What this task involves: Please copy the lines below word for word, starting with the very first line and stopping after the line that contains "[(59, 197), (221, 42), (170, 230)]".

Excerpts from a pointing dataset:
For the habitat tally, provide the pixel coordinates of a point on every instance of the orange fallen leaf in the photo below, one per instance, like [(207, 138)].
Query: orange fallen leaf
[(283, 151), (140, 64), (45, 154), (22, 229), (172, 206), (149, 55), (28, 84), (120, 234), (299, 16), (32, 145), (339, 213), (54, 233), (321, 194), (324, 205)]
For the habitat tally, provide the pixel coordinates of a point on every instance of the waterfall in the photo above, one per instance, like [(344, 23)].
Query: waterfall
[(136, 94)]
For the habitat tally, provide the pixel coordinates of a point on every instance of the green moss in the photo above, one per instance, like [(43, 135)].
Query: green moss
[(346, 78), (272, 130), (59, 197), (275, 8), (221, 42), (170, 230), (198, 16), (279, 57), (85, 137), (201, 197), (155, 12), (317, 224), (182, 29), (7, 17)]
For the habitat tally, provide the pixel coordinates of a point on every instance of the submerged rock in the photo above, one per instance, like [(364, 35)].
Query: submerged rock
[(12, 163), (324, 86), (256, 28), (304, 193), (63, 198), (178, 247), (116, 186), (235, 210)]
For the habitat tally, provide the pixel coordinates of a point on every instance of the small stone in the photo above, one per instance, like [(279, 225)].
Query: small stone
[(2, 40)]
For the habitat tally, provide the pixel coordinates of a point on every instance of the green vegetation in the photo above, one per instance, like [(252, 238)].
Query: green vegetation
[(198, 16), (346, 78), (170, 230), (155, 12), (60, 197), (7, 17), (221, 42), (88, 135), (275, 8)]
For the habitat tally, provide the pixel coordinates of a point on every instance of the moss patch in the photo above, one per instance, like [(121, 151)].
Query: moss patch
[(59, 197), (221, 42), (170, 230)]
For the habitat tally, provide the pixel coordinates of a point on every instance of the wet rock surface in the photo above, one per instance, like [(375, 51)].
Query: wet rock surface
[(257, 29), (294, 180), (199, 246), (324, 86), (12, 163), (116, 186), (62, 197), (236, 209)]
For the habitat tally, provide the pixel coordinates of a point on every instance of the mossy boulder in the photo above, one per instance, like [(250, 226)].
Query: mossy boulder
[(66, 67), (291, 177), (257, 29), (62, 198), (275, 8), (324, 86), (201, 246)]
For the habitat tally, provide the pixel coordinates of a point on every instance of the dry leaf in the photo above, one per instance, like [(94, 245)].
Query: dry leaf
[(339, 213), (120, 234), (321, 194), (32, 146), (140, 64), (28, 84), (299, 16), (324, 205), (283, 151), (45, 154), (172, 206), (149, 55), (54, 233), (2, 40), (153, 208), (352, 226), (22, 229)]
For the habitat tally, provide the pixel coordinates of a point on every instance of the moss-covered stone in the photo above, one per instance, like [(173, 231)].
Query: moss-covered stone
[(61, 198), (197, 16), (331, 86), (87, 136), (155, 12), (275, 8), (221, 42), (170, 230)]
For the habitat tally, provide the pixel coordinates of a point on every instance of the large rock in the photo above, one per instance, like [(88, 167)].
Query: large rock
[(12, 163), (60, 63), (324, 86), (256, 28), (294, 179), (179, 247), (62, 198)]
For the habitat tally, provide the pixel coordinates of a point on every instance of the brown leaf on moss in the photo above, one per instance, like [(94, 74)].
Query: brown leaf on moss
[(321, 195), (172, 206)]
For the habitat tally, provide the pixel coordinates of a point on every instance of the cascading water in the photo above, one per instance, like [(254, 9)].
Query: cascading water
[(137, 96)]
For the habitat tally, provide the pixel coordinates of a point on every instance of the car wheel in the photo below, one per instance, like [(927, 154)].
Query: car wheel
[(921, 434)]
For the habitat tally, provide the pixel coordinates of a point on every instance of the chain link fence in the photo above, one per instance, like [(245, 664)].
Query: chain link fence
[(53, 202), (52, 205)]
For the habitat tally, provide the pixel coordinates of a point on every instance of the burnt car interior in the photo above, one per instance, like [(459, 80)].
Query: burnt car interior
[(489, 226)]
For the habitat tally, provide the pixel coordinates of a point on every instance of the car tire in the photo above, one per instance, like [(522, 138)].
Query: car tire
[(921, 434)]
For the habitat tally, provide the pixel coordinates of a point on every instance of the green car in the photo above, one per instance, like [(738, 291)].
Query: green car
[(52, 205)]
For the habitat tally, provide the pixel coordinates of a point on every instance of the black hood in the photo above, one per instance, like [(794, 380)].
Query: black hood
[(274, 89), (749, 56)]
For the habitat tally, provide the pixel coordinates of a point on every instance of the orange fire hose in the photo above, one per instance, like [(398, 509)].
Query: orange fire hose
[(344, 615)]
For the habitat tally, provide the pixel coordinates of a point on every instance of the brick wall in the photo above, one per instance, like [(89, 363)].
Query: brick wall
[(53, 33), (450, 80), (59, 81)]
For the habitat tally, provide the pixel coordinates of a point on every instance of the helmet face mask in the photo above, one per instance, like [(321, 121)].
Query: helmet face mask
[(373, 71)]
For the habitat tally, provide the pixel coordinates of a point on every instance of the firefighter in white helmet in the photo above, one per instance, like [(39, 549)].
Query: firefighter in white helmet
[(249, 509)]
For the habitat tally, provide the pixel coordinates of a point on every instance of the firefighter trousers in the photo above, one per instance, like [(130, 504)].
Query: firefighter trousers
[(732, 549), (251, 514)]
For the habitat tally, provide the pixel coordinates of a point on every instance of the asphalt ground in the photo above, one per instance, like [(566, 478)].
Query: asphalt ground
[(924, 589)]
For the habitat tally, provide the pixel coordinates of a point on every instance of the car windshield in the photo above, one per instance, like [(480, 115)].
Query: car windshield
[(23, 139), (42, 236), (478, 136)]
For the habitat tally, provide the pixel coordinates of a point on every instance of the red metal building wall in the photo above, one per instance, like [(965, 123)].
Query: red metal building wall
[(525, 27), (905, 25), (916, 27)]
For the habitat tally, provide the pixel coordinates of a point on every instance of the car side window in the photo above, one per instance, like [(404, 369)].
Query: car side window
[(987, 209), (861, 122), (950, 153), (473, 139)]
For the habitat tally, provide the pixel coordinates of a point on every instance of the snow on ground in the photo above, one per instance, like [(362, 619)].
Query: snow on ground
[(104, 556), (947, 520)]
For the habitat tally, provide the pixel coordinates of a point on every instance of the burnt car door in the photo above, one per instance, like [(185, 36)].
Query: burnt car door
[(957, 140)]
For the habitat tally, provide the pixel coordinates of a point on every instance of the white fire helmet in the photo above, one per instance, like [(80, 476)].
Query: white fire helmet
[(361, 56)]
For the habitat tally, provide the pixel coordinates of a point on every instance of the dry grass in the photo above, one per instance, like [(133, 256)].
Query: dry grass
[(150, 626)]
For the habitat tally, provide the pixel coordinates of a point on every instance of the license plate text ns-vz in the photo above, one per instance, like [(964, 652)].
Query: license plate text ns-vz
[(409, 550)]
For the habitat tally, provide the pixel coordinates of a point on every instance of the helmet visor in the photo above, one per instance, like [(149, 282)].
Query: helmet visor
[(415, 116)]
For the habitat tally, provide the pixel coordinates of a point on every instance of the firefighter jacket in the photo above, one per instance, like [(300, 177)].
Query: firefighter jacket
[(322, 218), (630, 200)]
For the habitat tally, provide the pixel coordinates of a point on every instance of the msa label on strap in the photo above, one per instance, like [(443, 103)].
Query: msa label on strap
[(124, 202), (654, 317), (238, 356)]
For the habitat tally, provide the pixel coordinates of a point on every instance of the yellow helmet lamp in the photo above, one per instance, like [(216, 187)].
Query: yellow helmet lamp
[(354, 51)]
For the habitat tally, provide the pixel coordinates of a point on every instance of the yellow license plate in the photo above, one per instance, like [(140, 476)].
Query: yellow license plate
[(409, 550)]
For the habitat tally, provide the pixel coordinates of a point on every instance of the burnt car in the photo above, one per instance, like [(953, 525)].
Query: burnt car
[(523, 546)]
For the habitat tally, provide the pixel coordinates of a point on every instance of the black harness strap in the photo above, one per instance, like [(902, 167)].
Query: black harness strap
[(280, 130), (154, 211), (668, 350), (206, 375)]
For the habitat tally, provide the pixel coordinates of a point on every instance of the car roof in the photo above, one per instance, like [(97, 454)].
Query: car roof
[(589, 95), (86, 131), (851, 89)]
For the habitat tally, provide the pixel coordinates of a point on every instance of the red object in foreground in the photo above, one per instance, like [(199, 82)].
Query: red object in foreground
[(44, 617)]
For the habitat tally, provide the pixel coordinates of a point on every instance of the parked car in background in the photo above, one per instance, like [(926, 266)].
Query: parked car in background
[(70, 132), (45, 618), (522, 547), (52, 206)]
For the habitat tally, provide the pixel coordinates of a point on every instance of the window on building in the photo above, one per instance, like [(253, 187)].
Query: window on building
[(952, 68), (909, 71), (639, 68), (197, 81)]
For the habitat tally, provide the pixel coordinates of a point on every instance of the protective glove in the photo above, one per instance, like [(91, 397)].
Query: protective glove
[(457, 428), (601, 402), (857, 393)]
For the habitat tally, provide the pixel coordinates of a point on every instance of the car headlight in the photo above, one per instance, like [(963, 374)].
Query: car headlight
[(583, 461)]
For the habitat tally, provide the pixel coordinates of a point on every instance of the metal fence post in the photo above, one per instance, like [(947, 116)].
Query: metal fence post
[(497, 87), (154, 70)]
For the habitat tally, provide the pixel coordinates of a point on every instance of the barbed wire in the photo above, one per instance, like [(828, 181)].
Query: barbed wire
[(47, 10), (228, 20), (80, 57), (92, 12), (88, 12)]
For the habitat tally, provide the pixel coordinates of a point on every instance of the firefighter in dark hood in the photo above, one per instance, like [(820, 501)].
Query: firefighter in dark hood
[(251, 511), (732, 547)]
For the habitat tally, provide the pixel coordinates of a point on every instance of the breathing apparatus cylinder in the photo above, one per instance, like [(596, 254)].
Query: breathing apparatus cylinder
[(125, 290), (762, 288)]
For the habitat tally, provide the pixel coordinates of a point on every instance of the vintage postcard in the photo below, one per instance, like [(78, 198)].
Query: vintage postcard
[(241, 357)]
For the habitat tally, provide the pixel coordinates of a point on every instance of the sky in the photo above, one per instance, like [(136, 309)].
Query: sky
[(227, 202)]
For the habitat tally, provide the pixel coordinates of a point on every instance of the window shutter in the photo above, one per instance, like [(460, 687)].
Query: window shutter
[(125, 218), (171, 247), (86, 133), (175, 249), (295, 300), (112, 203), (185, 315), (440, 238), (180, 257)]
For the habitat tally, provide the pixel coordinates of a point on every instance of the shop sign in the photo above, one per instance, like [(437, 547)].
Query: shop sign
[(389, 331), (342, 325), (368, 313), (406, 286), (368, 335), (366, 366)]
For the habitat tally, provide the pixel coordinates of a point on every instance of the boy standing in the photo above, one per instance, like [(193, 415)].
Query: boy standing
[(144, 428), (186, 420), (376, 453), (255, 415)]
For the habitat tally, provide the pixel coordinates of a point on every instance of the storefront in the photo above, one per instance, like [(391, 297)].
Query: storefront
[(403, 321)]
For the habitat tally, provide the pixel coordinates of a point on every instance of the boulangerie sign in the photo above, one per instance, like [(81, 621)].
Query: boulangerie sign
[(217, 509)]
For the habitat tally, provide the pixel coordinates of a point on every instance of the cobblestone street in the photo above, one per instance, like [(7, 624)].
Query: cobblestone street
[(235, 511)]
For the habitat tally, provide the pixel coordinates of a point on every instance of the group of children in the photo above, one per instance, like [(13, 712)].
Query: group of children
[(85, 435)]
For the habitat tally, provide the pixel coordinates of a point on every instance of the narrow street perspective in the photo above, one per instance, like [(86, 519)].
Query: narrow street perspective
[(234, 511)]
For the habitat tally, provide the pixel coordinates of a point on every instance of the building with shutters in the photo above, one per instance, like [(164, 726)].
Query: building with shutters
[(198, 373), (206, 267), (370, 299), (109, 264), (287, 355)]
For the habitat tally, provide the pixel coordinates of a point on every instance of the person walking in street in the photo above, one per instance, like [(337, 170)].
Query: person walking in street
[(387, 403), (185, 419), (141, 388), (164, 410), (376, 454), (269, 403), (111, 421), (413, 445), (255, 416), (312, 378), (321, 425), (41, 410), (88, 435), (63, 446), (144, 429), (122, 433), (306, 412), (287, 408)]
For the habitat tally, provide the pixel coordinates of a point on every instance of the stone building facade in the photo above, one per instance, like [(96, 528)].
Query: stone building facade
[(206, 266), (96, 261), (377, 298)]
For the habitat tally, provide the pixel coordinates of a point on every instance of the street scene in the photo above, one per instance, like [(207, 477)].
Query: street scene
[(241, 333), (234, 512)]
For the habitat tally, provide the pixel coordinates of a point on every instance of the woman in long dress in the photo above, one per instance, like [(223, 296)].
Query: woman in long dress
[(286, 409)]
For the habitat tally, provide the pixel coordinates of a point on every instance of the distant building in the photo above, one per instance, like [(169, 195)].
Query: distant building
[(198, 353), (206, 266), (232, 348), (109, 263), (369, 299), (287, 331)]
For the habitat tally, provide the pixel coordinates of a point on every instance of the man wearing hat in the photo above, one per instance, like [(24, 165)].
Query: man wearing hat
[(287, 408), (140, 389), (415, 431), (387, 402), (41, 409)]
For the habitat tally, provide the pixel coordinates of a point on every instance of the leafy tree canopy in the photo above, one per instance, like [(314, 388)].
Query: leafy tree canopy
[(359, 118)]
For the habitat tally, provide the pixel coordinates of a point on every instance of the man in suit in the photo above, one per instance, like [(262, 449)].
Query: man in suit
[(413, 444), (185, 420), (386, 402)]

Reply:
For the habitat tally, provide the pixel coordinates of a point on every instance of the orange fallen leaf in the photo below, one per instance, like [(207, 138)].
Query: orange fallen leaf
[(283, 151), (140, 64), (45, 154), (22, 229), (172, 206), (149, 55), (28, 84), (120, 234), (299, 16), (32, 145), (339, 213), (54, 233), (321, 194), (324, 205)]
For the habitat tally, provide the pixel coordinates of a point on every instance of the waterfall in the photo above, one per instance, like [(344, 23)].
Query: waterfall
[(136, 94)]
For the habitat tally, provide the pixel coordinates of a point on every instance of the green moss in the photo above, one per instance, like [(43, 135)].
Query: green moss
[(346, 78), (272, 130), (59, 197), (275, 8), (221, 42), (170, 230), (198, 16), (279, 57), (85, 137), (201, 197), (155, 12), (317, 224), (182, 29), (7, 17)]
For the habitat tally, provide the pixel coordinates of a point on every instance of the submerged rock in the photo above, one per instance, like [(364, 35)].
Query: submerged rock
[(12, 163), (324, 86), (256, 28), (304, 193), (63, 198), (178, 247), (116, 186), (235, 210)]
For the habitat tally, provide the pixel coordinates of a point on every instance of the small stone in the photo above, one per instance, like [(279, 225)].
Query: small stone
[(2, 40)]
For the habitat tally, provide the pixel coordinates of a point on every instance of the green vegetation in the photo above, one per instance, like [(252, 238)].
Query: green vegetation
[(198, 16), (346, 78), (170, 230), (155, 12), (60, 197), (7, 17), (221, 42), (88, 135), (275, 8)]
For the habitat tally, provide the pixel coordinates of a point on every instance of the moss patch in the photo above, one per instance, like [(121, 151)].
Query: moss patch
[(59, 197), (221, 42), (170, 230)]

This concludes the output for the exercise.